Action item —
Using the listing below, report each line holding the string "green".
START Data extract
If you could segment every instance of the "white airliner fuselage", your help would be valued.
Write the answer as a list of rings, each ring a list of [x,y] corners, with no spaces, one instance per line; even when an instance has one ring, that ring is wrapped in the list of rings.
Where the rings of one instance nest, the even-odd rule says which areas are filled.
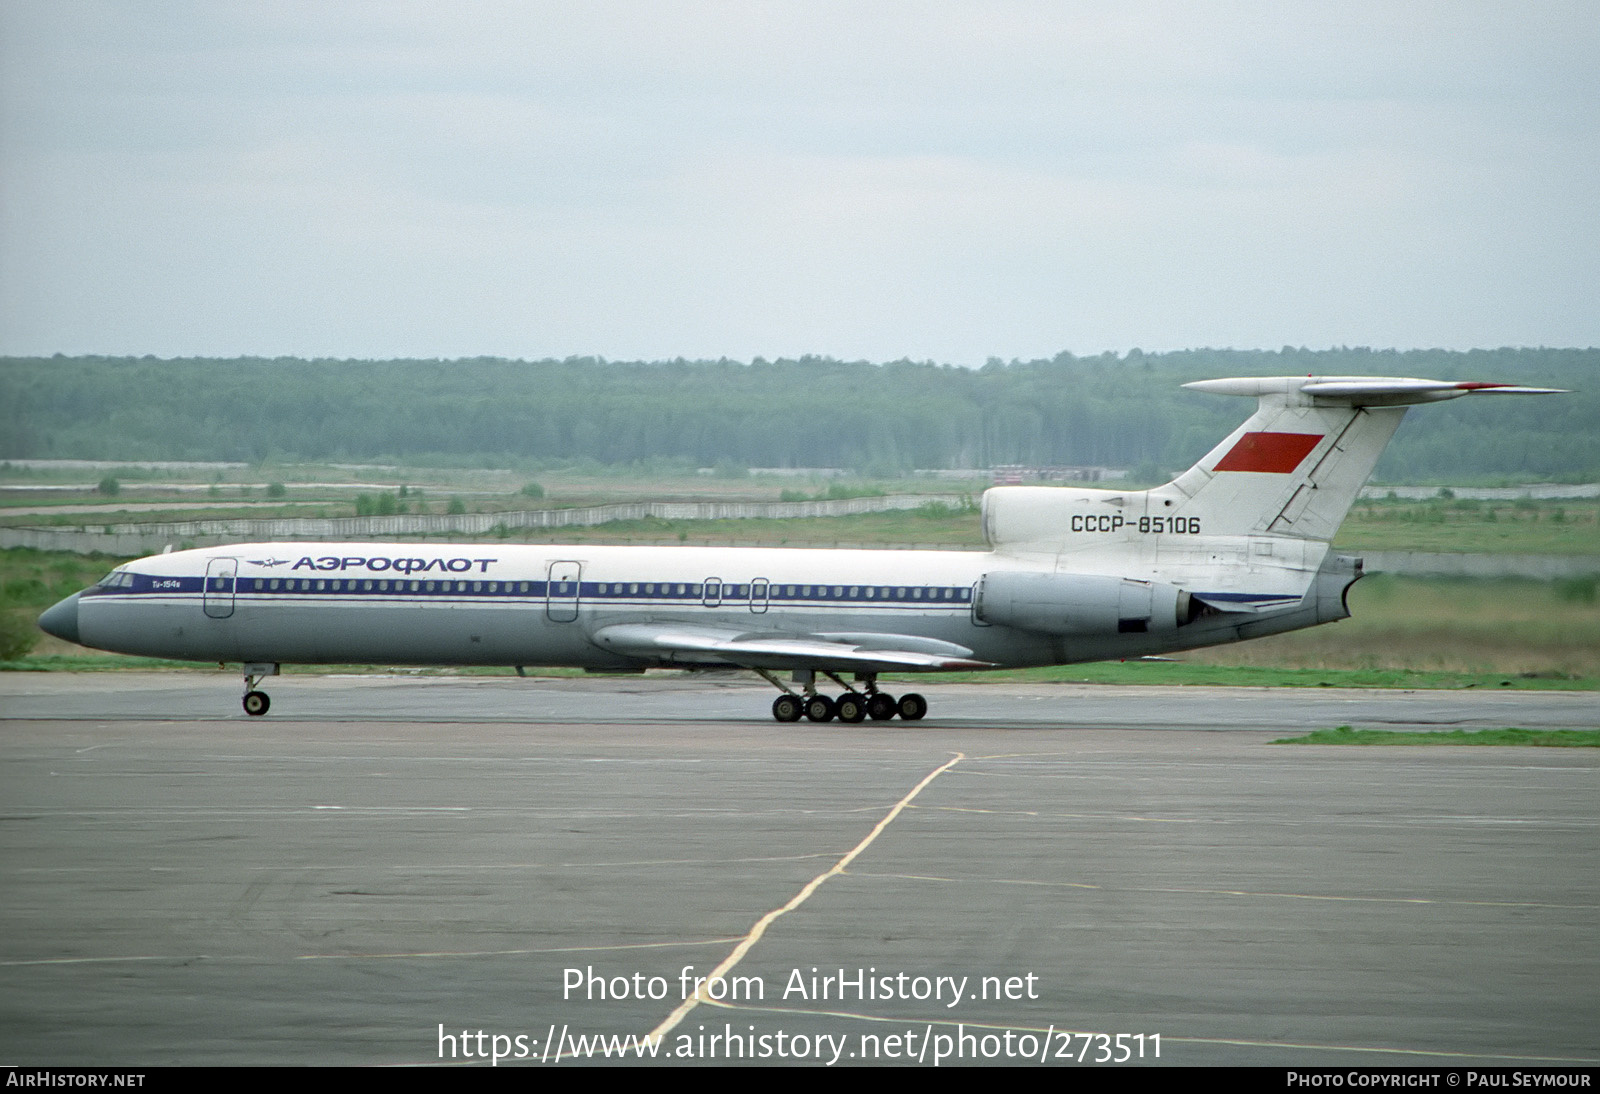
[[[920,718],[880,672],[1137,657],[1344,618],[1328,543],[1405,407],[1505,385],[1269,377],[1189,385],[1256,414],[1153,490],[1002,487],[991,550],[258,543],[118,567],[40,618],[98,649],[244,664],[739,667],[774,716]],[[775,675],[793,674],[791,690]],[[840,684],[818,693],[816,674]],[[858,690],[840,674],[853,674]]]

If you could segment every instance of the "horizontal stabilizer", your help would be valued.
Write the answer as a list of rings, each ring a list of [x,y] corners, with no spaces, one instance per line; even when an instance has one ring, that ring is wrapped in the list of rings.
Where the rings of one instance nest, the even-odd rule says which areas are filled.
[[[1184,384],[1212,395],[1300,395],[1348,406],[1408,406],[1463,395],[1563,395],[1561,388],[1519,387],[1475,380],[1421,380],[1410,376],[1235,376]]]

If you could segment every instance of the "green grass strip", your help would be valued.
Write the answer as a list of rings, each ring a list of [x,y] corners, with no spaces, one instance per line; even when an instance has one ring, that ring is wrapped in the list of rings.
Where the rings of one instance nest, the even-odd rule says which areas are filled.
[[[1419,669],[1285,669],[1204,665],[1185,661],[1097,661],[994,672],[946,672],[918,677],[885,674],[901,690],[920,682],[1029,684],[1159,684],[1168,687],[1250,688],[1512,688],[1529,691],[1595,691],[1600,678],[1565,673],[1443,672]]]
[[[1511,745],[1537,748],[1600,748],[1600,729],[1451,729],[1406,733],[1393,729],[1319,729],[1284,737],[1275,745]]]

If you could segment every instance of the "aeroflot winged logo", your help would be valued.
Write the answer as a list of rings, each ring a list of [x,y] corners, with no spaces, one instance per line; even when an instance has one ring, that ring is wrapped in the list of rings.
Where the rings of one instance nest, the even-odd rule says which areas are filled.
[[[286,566],[289,563],[286,558],[247,558],[245,561],[252,566],[265,566],[269,570],[274,566]]]
[[[1300,466],[1320,440],[1320,433],[1246,433],[1212,470],[1287,475]]]

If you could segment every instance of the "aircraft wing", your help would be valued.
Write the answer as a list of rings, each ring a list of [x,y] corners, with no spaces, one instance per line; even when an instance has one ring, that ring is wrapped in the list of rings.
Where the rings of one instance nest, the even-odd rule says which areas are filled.
[[[692,623],[617,623],[590,636],[602,649],[680,665],[847,672],[987,669],[954,642],[910,634],[786,634]]]

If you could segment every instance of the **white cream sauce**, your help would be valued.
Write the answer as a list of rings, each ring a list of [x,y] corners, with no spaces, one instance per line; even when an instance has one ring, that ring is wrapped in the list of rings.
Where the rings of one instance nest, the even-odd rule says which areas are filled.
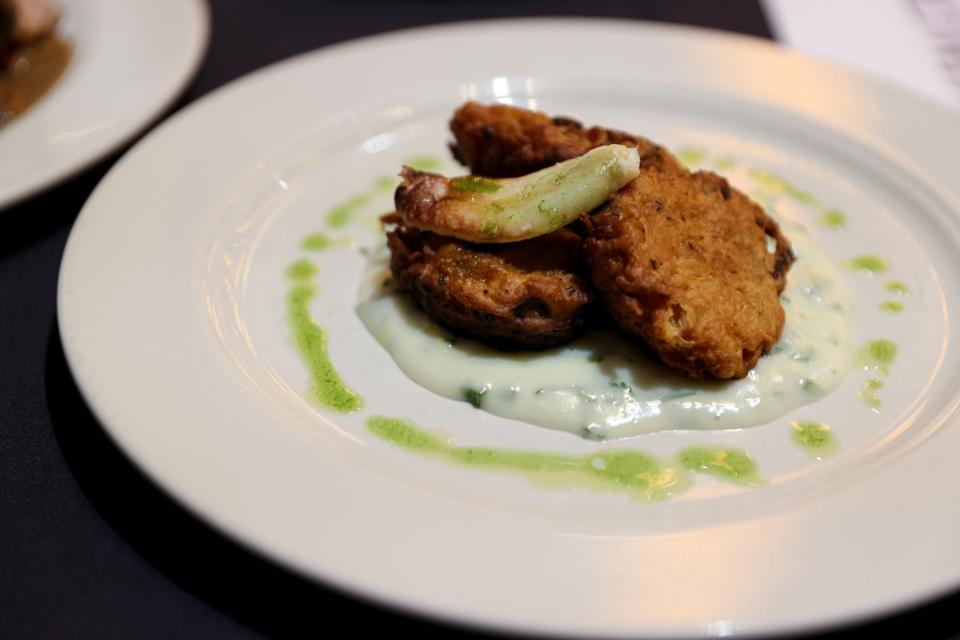
[[[367,288],[357,313],[414,382],[505,418],[601,440],[763,424],[835,389],[852,358],[850,291],[803,227],[783,227],[797,255],[781,298],[786,324],[742,380],[691,380],[620,333],[519,353],[457,338],[382,287],[382,262],[371,275],[381,286]]]

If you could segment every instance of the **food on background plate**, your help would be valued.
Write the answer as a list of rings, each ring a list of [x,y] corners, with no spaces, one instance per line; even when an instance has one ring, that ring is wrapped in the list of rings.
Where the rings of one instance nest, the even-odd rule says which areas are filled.
[[[49,0],[0,0],[0,49],[42,40],[59,20],[60,9]]]
[[[0,126],[26,111],[57,81],[70,46],[56,37],[51,0],[0,0]]]

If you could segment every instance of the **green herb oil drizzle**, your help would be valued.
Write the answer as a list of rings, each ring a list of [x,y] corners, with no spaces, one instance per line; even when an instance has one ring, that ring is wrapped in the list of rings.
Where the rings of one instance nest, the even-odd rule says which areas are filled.
[[[749,485],[766,482],[757,470],[757,463],[742,449],[701,445],[687,447],[680,452],[678,458],[684,468],[706,473],[721,480]]]
[[[443,167],[443,161],[435,156],[414,156],[407,158],[403,164],[418,171],[439,171]],[[398,184],[399,180],[391,176],[377,178],[366,191],[351,196],[330,209],[325,218],[327,226],[331,229],[342,229],[352,224],[359,212],[375,203],[378,195],[394,190]]]
[[[300,248],[304,251],[326,251],[349,247],[352,242],[349,237],[331,238],[325,233],[311,233],[300,242]]]
[[[447,462],[471,467],[499,469],[527,475],[536,474],[543,485],[544,474],[556,476],[558,486],[619,491],[643,500],[662,500],[689,488],[692,481],[684,469],[671,466],[638,451],[611,449],[585,456],[458,447],[448,439],[416,427],[407,420],[374,416],[367,428],[387,442]]]
[[[316,265],[306,259],[287,268],[292,285],[287,294],[287,321],[293,343],[310,371],[310,396],[324,407],[351,413],[363,406],[363,399],[340,378],[327,351],[327,334],[310,314],[310,303],[319,292],[313,282],[317,273]]]

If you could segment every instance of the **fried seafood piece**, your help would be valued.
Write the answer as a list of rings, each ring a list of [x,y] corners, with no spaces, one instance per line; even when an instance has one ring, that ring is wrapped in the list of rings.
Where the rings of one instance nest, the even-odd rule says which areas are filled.
[[[480,245],[386,223],[394,280],[455,333],[513,349],[570,340],[596,294],[580,273],[581,239],[563,229],[532,240]]]
[[[482,176],[521,176],[576,158],[608,144],[636,147],[640,167],[683,171],[673,155],[646,138],[602,127],[585,128],[571,118],[502,104],[467,102],[450,120],[454,157]]]
[[[667,365],[742,378],[780,337],[790,244],[722,177],[642,172],[585,225],[607,309]]]
[[[517,178],[461,176],[404,167],[394,194],[404,224],[470,242],[518,242],[592,211],[640,173],[637,150],[592,149]]]
[[[0,0],[0,49],[25,45],[50,35],[60,20],[51,0]]]

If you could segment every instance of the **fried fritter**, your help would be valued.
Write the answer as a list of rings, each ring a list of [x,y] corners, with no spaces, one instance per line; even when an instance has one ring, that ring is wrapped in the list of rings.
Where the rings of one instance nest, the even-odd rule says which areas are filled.
[[[0,0],[0,49],[5,40],[13,47],[47,37],[56,28],[60,13],[51,0]]]
[[[640,167],[683,171],[663,147],[646,138],[602,127],[584,128],[571,118],[550,118],[529,109],[467,102],[450,120],[454,157],[477,175],[522,176],[608,144],[636,147]]]
[[[542,349],[585,327],[596,294],[579,273],[581,239],[569,230],[482,245],[397,226],[390,270],[424,311],[455,333],[509,349]]]
[[[741,378],[779,339],[790,244],[720,176],[639,136],[516,107],[467,103],[450,128],[457,159],[497,176],[635,143],[640,176],[584,219],[591,279],[614,320],[696,378]]]
[[[695,378],[742,378],[779,339],[793,253],[763,209],[722,177],[641,173],[585,224],[584,252],[607,309],[667,365]]]

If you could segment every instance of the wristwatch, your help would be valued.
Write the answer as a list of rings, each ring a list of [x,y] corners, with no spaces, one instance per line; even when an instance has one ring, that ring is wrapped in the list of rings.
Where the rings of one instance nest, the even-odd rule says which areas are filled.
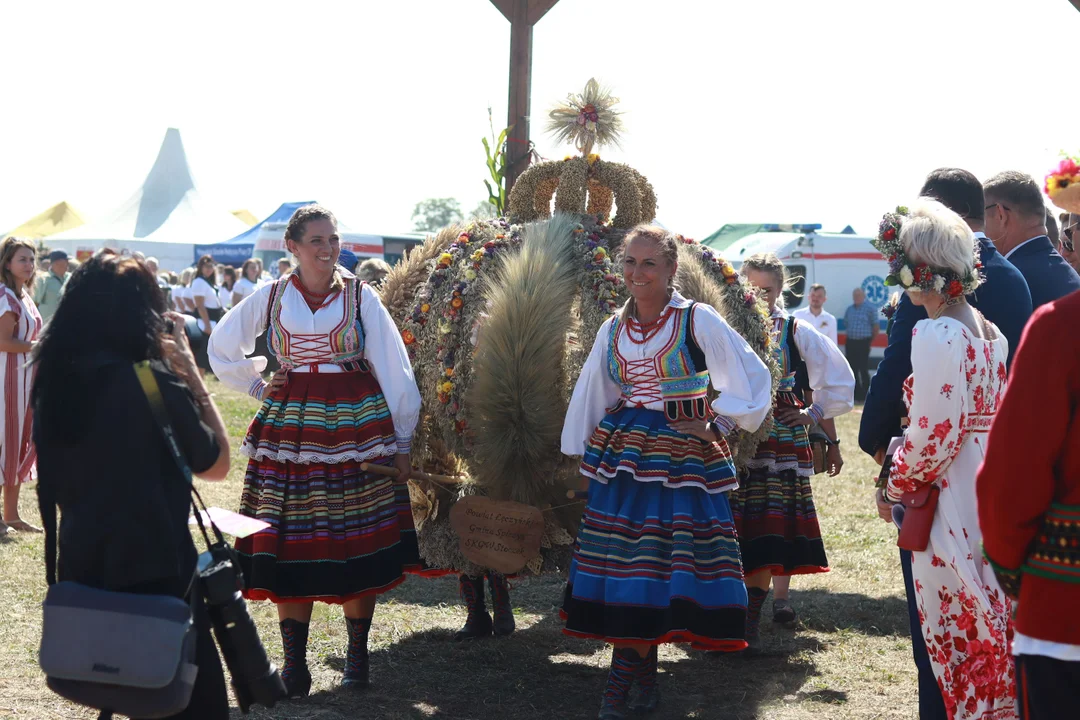
[[[840,445],[840,438],[836,438],[835,440],[830,440],[829,436],[826,435],[825,436],[825,444],[826,445],[837,445],[837,446],[839,446]]]

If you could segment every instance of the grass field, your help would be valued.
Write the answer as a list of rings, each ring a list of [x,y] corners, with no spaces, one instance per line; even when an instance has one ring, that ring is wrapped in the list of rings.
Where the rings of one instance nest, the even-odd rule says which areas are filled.
[[[235,509],[244,463],[235,454],[255,404],[213,383],[233,437],[225,482],[202,483],[211,505]],[[818,476],[815,496],[832,572],[793,583],[802,627],[763,623],[765,652],[713,660],[688,648],[660,650],[664,700],[651,717],[716,720],[915,718],[915,670],[908,640],[895,533],[874,511],[875,468],[856,447],[859,415],[839,421],[847,465],[838,478]],[[23,517],[36,522],[34,487],[23,489]],[[113,521],[102,518],[103,522]],[[116,521],[121,521],[117,519]],[[37,666],[40,603],[45,595],[40,535],[0,539],[0,718],[92,718],[59,701]],[[518,632],[474,644],[451,642],[464,619],[453,578],[413,578],[384,595],[371,635],[372,688],[339,687],[346,642],[339,607],[317,605],[308,651],[311,697],[258,709],[255,718],[435,718],[563,720],[594,718],[610,651],[564,636],[557,616],[562,577],[514,583]],[[766,606],[768,612],[768,606]],[[263,641],[281,662],[277,616],[251,606]],[[240,717],[234,708],[234,717]]]

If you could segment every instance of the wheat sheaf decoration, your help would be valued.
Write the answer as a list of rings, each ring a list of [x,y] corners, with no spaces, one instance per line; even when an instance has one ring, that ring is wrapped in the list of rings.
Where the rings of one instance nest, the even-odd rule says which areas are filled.
[[[594,145],[619,146],[622,118],[615,106],[619,98],[602,87],[595,78],[585,83],[584,92],[570,93],[566,102],[548,113],[547,130],[559,142],[572,144],[582,155],[589,155]]]
[[[521,174],[507,203],[507,214],[515,222],[544,220],[554,211],[592,215],[628,230],[656,218],[656,193],[649,181],[629,165],[601,160],[592,152],[600,145],[619,145],[618,102],[592,79],[584,92],[572,93],[551,111],[548,131],[581,155],[538,163]]]

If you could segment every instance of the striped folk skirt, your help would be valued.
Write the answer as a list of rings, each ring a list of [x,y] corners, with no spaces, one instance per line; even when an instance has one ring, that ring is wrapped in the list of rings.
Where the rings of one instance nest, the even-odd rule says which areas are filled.
[[[631,430],[645,442],[612,441]],[[704,489],[730,486],[725,453],[670,430],[658,411],[628,408],[604,419],[582,459],[592,481],[563,598],[566,634],[746,647],[746,587],[727,494]]]
[[[790,392],[777,393],[777,407],[802,407]],[[814,456],[806,428],[773,423],[769,437],[731,493],[731,512],[739,532],[746,574],[761,569],[773,575],[827,572],[810,476]]]
[[[394,425],[375,377],[294,373],[244,439],[240,512],[270,523],[237,540],[244,596],[343,603],[418,569],[408,488],[360,469],[391,465]]]

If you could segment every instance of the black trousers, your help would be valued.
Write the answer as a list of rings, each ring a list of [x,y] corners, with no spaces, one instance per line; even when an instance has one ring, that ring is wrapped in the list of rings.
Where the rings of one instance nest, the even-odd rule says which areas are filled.
[[[934,665],[926,651],[922,623],[919,622],[919,598],[915,594],[915,580],[911,574],[911,552],[900,551],[900,567],[904,571],[904,590],[907,591],[908,622],[911,626],[911,654],[919,672],[919,720],[948,720],[945,700],[934,677]]]
[[[1080,713],[1080,661],[1042,655],[1016,657],[1020,720],[1060,720]]]
[[[870,390],[870,342],[871,338],[857,340],[849,337],[844,345],[851,372],[855,373],[855,397],[858,400],[865,399]]]

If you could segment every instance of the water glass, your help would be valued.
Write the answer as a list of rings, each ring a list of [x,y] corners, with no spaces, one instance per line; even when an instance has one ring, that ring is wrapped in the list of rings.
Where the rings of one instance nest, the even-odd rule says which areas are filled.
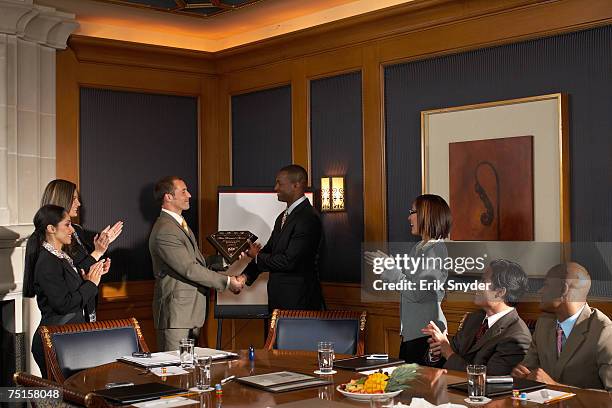
[[[469,364],[466,367],[468,380],[468,396],[471,401],[480,402],[484,399],[487,384],[487,366]]]
[[[389,397],[374,397],[370,400],[370,408],[393,408],[394,405],[394,399]]]
[[[211,356],[202,356],[195,358],[196,386],[199,390],[207,390],[210,388],[211,367]]]
[[[181,368],[193,367],[193,350],[195,342],[193,339],[181,339],[179,343],[179,356],[181,359]]]
[[[317,350],[319,352],[319,372],[331,373],[334,369],[334,343],[320,341]]]

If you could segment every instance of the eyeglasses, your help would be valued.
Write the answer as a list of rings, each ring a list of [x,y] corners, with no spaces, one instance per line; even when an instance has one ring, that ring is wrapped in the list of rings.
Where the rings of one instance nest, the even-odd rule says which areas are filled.
[[[411,216],[412,214],[416,214],[416,213],[417,213],[417,210],[414,210],[414,209],[412,209],[412,208],[411,208],[411,209],[408,211],[408,216]]]

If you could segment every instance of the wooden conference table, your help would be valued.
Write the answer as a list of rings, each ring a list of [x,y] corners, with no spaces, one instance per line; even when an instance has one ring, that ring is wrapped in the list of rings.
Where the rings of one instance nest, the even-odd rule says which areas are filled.
[[[337,356],[340,358],[340,356]],[[229,361],[220,361],[213,364],[212,383],[216,384],[222,378],[236,375],[243,377],[255,374],[265,374],[274,371],[295,371],[304,374],[313,374],[317,369],[317,354],[314,352],[301,351],[284,351],[284,350],[257,350],[255,352],[255,361],[250,362],[246,351],[240,352],[240,358]],[[338,373],[326,376],[333,385],[325,387],[309,388],[305,390],[285,392],[285,393],[268,393],[256,388],[241,385],[236,382],[230,382],[223,386],[223,395],[219,399],[214,392],[206,393],[202,398],[205,406],[208,407],[269,407],[288,402],[308,399],[335,400],[342,403],[366,407],[368,403],[353,401],[345,398],[336,391],[336,386],[346,383],[352,378],[358,378],[359,374],[337,370]],[[409,404],[412,397],[425,398],[433,404],[443,404],[452,402],[457,404],[467,404],[463,401],[466,397],[461,393],[453,390],[448,390],[447,385],[461,381],[465,381],[465,373],[459,371],[448,371],[431,368],[419,367],[418,377],[412,386],[404,390],[395,402],[401,401],[404,404]],[[104,385],[110,382],[130,381],[134,384],[147,382],[162,382],[162,378],[152,373],[146,373],[145,370],[121,363],[114,362],[105,364],[99,367],[90,368],[81,371],[72,377],[68,378],[64,383],[67,388],[78,390],[82,393],[88,393],[95,389],[103,389]],[[165,382],[170,385],[181,388],[190,388],[194,386],[194,379],[191,373],[178,376],[168,376]],[[557,403],[551,403],[546,407],[558,408],[604,408],[612,407],[612,394],[603,391],[588,391],[565,387],[550,387],[559,390],[566,390],[576,393],[573,398]],[[201,402],[198,396],[190,397],[195,401]],[[314,404],[314,402],[313,402]],[[195,406],[195,405],[193,405]],[[525,401],[515,401],[510,398],[497,398],[486,405],[488,408],[529,408],[537,407],[537,404],[527,403]]]

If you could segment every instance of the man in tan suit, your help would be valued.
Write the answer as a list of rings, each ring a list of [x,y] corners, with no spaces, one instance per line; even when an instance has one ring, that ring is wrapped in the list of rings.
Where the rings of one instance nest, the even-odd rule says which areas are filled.
[[[158,348],[177,350],[181,339],[197,339],[206,318],[209,288],[239,293],[242,284],[206,267],[196,238],[181,215],[189,209],[191,197],[185,182],[175,176],[163,178],[155,185],[154,195],[161,213],[149,236],[155,275],[153,321]]]
[[[508,375],[531,343],[529,329],[514,308],[527,291],[527,274],[519,264],[498,259],[481,281],[488,285],[474,299],[481,310],[466,315],[452,340],[433,322],[422,330],[431,336],[431,354],[443,357],[431,365],[465,371],[468,364],[482,364],[489,375]]]
[[[591,277],[577,263],[553,267],[540,290],[540,309],[527,356],[512,370],[546,384],[612,391],[612,322],[586,298]]]

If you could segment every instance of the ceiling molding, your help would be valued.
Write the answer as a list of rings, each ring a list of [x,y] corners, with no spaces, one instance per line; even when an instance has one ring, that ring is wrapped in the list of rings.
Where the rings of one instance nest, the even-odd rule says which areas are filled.
[[[114,63],[170,71],[216,74],[214,54],[183,48],[72,35],[68,41],[77,60]]]

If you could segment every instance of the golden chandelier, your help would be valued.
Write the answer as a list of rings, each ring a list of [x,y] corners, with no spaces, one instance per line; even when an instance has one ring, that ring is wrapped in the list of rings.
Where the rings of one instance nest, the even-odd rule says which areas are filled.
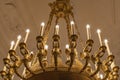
END Data extract
Solution —
If you could segment every instance of the "green grass strip", your help would be valued.
If you could segment every instance of the **green herb oil drizzle**, your help would be valued.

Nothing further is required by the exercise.